**Work instruction A**
Do these statements agree with the symbiosis abstract? (i) ENOD40 and ENOD2 are expressed in alfalfa VA-mycorrhizae. (ii) ENOD40 expression rose after inoculation with either symbiont. (iii) The host elicited a defense response against the microbe. Answer yes or no for each, quoting the deciding words of the text.
**Work instruction B**
Sum up the symbiosis abstract in two sentences.
**Work instruction C**
In the symbiosis abstract, how many classes of non-nodulating Melilotus alba mutants were analyzed?

**Page extract**
****************

HIRSCH, A.M.: What are the Conserved Elements in Symbiotic Associations between Plants and Microbes?

The nitrogen-fixing symbiosis between Rhizobiaceae and legumes is one of the best-studied interactions established between prokaryotes and eukaryotes. Dinitrogen is fixed into ammonia by rhizobia and made available to theplant in exchange for carbon. The plant also develops root nodules that house the bacteria. It has been hypothesized that this symbiosis evolved from the more ancient vesicular-arbuscular mycorrhizal symbiosis. Support comes from legume mutants where Nod^– and Myc^– co-segregate. We also found that two early nodulin (ENOD) genes, ENOD40 and ENOD2, are expressed in alfalfa VA-mycorrhizae, supporting the idea that the signal transduction pathways between the two symbioses are conserved. Now, we have analyzed the responses of 5 classes of non-nodulating Melilotus alba (white sweetclover) mutants to both Sinorhizobium meliloti (the nitrogen-fixing symbiont) and Glomus intraradices (the mycorrhizal symbiont) to investigate how Nod^– mutations affect the establishment of each symbiosis and the induction of downstream genes. Of the different classes, only the sym3 mutant is both Nod^– and Myc^–. In addition, we found no up-regulation of ENOD40 gene expression in response to inoculation with either symbiont. Other responses downstream of the initial perception of the symbiont are also not activated compared to those of wild-type plants indicating that sym3 is blocked in a very early stage of the interaction. Moreover, there appears to be no elicitation of a defense response indicating that the host, whether wild type or mutant, recognizes the microbe as a “friend” and not as a “foe” even if the interaction is ultimately ineffectual. These data and their implications to symbiosis overall will be discussed.

****************

**Segmentation mask data**
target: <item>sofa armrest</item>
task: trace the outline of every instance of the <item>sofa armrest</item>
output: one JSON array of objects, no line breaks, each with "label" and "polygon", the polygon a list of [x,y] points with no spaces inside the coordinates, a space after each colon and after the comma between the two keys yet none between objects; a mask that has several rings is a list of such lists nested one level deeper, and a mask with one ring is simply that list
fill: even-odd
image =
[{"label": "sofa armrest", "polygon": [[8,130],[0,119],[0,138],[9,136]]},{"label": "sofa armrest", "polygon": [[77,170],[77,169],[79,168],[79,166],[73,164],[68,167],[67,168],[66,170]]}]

****************

**Response box A**
(i) Yes: "two early nodulin (ENOD) genes, ENOD40 and ENOD2, are expressed in alfalfa VA-mycorrhizae"
(ii) No: "we found no up-regulation of ENOD40 gene expression in response to inoculation with either symbiont"
(iii) No: "there appears to be no elicitation of a defense response"

**Response box B**
The nitrogen-fixing symbiosis between rhizobia and legumes is thought to have evolved from the older vesicular-arbuscular mycorrhizal symbiosis, and shared mutants and early nodulin gene expression suggest that the two share conserved signaling pathways. Tests of five classes of non-nodulating white sweetclover mutants with both symbionts showed that only sym3 blocks both symbioses at a very early stage, and that no defense response appears in either wild-type or mutant plants.

**Response box C**
Five classes.